Dataset items:
***
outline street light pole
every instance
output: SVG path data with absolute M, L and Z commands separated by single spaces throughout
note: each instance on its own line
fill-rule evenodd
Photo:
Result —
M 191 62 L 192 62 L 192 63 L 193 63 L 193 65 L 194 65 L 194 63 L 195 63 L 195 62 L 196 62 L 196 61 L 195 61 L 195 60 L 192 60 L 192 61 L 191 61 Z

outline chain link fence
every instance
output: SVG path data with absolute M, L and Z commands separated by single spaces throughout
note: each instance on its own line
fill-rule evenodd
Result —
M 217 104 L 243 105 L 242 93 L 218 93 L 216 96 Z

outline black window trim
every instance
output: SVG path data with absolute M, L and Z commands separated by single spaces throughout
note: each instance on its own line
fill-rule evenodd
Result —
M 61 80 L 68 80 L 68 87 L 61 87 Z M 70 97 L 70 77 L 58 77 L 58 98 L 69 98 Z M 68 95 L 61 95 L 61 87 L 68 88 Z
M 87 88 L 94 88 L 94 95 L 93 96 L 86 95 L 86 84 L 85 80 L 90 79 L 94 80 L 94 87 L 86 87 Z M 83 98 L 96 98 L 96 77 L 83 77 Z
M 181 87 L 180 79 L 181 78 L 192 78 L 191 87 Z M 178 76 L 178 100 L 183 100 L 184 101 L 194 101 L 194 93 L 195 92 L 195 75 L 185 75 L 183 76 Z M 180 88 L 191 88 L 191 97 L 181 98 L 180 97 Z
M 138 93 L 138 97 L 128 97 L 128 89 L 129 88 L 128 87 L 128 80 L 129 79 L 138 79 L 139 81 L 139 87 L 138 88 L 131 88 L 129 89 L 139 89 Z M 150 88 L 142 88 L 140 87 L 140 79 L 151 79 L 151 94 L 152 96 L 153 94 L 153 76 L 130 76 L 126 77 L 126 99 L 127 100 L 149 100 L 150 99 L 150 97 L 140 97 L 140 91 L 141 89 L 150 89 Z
***
Task requirements:
Lay out every line of the data above as a numbered list, omitting the blank lines.

Result of the exercise:
1. outline street light pole
2. every instance
3. output: SVG path data with absolute M, L and Z commands separated by single spaces throughout
4. note: each instance on its own line
5. fill-rule evenodd
6. Photo:
7. Result —
8. M 191 62 L 192 62 L 192 63 L 193 63 L 193 65 L 194 65 L 194 63 L 195 63 L 195 62 L 196 62 L 196 61 L 195 61 L 195 60 L 192 60 L 192 61 L 191 61 Z
9. outline chain link fence
10. every instance
11. output: SVG path data with absolute M, L and Z commands separated by single spaces throughout
12. note: each instance on its own line
13. fill-rule evenodd
14. Result —
15. M 217 104 L 243 105 L 242 93 L 218 93 L 216 96 Z
16. outline black window trim
17. every instance
18. output: SVG path data with absolute M, L and Z commands separated by single spaces throughout
19. note: each instance on its own line
20. fill-rule evenodd
21. Result —
22. M 61 80 L 68 80 L 68 87 L 61 87 Z M 70 97 L 70 77 L 58 77 L 58 98 L 69 98 Z M 68 95 L 61 95 L 61 87 L 68 88 Z
23. M 87 88 L 94 88 L 94 95 L 93 96 L 86 95 L 86 84 L 85 80 L 90 79 L 94 80 L 94 87 L 86 87 Z M 83 98 L 96 98 L 96 77 L 83 77 Z
24. M 181 87 L 180 79 L 181 78 L 192 78 L 191 87 Z M 178 76 L 178 100 L 183 100 L 184 101 L 194 101 L 194 93 L 195 92 L 195 75 L 185 75 L 183 76 Z M 180 88 L 191 88 L 191 97 L 181 98 L 180 97 Z
25. M 138 93 L 138 97 L 128 97 L 128 89 L 129 88 L 128 87 L 128 80 L 129 79 L 138 79 L 139 81 L 139 87 L 138 88 L 131 88 L 129 89 L 139 89 Z M 150 88 L 142 88 L 140 87 L 140 79 L 151 79 L 151 94 L 152 96 L 153 94 L 153 76 L 130 76 L 126 77 L 126 99 L 127 100 L 149 100 L 150 99 L 150 97 L 140 97 L 140 91 L 141 89 L 150 89 Z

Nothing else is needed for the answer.